■ TASK:
Extract every line in the records below that contains the string "crust", copying each one in full.

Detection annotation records
- - - - -

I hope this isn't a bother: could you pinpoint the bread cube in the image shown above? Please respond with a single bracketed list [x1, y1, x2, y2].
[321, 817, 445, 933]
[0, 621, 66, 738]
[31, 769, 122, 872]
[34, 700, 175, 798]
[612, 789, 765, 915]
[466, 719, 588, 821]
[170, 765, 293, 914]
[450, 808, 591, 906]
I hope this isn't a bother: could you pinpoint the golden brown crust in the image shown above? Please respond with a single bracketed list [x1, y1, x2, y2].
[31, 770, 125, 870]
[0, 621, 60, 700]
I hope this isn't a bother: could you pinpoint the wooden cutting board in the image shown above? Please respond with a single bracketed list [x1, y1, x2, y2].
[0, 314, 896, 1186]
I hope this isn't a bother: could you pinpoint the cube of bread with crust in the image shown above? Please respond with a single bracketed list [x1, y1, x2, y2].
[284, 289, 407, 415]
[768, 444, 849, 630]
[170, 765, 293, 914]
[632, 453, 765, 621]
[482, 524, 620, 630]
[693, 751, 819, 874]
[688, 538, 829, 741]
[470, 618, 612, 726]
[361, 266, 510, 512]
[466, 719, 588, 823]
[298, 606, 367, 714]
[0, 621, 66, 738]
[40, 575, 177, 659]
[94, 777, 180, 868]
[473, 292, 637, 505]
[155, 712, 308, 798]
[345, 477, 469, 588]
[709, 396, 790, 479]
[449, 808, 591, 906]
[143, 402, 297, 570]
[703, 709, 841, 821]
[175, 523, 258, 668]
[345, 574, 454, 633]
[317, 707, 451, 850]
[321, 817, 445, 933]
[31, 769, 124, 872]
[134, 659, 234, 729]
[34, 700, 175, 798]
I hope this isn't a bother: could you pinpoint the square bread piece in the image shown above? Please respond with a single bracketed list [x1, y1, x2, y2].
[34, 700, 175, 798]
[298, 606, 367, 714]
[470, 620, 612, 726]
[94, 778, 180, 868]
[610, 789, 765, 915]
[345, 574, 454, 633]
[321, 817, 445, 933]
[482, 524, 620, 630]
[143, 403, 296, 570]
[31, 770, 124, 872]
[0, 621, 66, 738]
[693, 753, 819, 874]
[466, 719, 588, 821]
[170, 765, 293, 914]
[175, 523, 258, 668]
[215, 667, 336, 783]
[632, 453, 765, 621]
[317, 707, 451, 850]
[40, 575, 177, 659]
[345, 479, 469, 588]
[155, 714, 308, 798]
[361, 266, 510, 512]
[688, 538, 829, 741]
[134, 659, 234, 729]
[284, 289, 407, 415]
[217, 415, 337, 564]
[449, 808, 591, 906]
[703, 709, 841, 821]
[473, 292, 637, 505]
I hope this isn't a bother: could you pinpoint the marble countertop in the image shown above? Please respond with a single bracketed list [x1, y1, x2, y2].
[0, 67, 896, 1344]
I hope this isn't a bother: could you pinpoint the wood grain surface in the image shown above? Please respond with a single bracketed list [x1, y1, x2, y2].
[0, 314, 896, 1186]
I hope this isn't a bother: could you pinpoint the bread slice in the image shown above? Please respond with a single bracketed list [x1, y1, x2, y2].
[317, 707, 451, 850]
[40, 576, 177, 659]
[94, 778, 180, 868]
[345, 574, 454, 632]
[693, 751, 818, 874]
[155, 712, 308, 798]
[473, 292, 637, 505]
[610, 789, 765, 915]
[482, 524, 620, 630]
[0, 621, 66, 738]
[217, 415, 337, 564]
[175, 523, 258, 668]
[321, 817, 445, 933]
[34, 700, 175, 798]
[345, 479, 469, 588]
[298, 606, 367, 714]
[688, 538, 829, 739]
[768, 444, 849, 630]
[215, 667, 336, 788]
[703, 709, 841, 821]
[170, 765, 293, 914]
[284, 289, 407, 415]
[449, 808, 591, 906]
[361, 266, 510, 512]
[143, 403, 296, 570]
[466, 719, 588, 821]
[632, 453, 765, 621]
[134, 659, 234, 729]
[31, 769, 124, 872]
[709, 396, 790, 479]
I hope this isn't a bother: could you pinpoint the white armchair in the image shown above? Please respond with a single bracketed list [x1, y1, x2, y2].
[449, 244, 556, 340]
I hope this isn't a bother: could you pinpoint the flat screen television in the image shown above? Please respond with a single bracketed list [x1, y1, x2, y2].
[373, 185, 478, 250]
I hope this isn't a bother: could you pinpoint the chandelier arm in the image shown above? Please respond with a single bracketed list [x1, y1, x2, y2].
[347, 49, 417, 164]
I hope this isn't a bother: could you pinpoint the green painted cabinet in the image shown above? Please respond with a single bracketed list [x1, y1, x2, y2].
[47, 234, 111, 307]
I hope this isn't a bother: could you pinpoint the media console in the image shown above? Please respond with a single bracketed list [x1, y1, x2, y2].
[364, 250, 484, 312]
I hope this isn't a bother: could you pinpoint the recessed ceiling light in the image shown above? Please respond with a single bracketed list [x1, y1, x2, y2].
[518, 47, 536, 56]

- - - - -

■ COMPLETE OUTPUT:
I hope this isn't a bother: could you pinpoint the golden brown crust in the image shown above? Please respond with a single bracketed list [x1, y1, x2, y2].
I hope this isn't a bother: could you pinpoint the cube of bread with crust in the image shown above? Please respond with a single bracketed list [x1, y1, x2, y2].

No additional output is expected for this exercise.